[Image region labeling listing]
- - - -

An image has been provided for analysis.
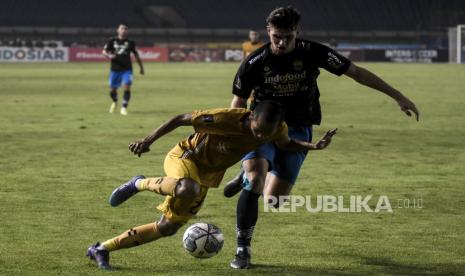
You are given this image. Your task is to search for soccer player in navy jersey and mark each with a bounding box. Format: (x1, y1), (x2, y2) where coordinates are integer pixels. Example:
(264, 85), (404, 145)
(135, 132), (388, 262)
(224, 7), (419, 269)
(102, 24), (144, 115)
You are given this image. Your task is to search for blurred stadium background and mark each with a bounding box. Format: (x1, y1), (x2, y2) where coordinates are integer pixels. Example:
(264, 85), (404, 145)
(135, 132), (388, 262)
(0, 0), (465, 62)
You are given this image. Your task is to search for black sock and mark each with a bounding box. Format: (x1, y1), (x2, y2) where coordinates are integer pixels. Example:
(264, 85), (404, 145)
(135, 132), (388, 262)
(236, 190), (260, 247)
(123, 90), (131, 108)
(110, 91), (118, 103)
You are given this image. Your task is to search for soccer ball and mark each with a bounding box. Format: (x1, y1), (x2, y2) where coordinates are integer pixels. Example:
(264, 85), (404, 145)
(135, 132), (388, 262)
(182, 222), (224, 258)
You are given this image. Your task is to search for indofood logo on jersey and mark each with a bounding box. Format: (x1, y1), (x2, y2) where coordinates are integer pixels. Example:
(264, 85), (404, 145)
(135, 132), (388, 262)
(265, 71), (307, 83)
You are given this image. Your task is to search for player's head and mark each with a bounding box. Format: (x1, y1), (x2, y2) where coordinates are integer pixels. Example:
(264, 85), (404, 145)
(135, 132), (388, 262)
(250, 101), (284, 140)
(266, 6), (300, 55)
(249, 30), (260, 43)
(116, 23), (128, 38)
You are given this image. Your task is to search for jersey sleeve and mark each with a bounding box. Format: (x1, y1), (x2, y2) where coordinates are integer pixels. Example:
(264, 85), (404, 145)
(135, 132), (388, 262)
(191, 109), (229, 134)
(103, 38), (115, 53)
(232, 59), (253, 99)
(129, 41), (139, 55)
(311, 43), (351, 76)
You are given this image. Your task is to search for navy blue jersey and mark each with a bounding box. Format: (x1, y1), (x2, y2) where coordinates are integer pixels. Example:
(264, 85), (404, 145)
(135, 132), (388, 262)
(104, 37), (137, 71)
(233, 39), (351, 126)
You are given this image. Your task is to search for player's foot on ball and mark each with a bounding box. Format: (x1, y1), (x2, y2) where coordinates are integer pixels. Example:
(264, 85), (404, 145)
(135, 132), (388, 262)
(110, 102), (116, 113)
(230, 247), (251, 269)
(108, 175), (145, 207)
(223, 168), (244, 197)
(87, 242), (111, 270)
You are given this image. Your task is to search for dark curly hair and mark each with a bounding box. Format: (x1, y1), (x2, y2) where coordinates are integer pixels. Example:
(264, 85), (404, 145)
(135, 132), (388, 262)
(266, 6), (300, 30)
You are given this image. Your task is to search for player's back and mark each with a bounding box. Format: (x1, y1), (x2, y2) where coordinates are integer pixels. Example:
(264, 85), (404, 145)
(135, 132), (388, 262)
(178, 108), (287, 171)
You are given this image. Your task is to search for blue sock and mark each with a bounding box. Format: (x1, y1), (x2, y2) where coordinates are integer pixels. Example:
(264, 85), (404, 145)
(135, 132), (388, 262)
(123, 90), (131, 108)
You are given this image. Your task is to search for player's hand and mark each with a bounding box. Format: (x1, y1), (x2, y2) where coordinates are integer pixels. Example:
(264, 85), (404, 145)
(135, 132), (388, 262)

- - - -

## REQUIREMENT
Copy the listing, starting at its first line and ending at the line containing "(182, 222), (224, 258)", with both ends included. Leave the picture out of your copy.

## EXERCISE OUTPUT
An image has been provided for analysis.
You are given this image. Your task is to search for soccer player in navy jersey and mark each with a bounding box. Format: (x1, y1), (x2, y2) where coordinates are integer pixels. Example:
(264, 85), (404, 145)
(135, 132), (388, 262)
(224, 7), (419, 269)
(102, 24), (144, 115)
You are given this image. Your task is to search for blurred stadium background and mark each with a bounding box. Format: (x1, y1), (x2, y2) where coordinates are integer pixels. Example:
(264, 85), (404, 145)
(135, 132), (388, 262)
(0, 0), (465, 62)
You are given this image. Your task is to search for black sock and mark each with a bounding box. Format: (x1, y1), (x2, y2) where coordinates are integer pixels. Example:
(264, 85), (404, 145)
(135, 132), (388, 262)
(236, 190), (260, 247)
(123, 90), (131, 108)
(110, 91), (118, 103)
You are given this image. Your task is to search for soccer ball and mark each with a bounding box. Format: (x1, y1), (x2, y2) where coordinates are integer pixels. Example:
(264, 85), (404, 145)
(135, 132), (388, 262)
(182, 222), (224, 258)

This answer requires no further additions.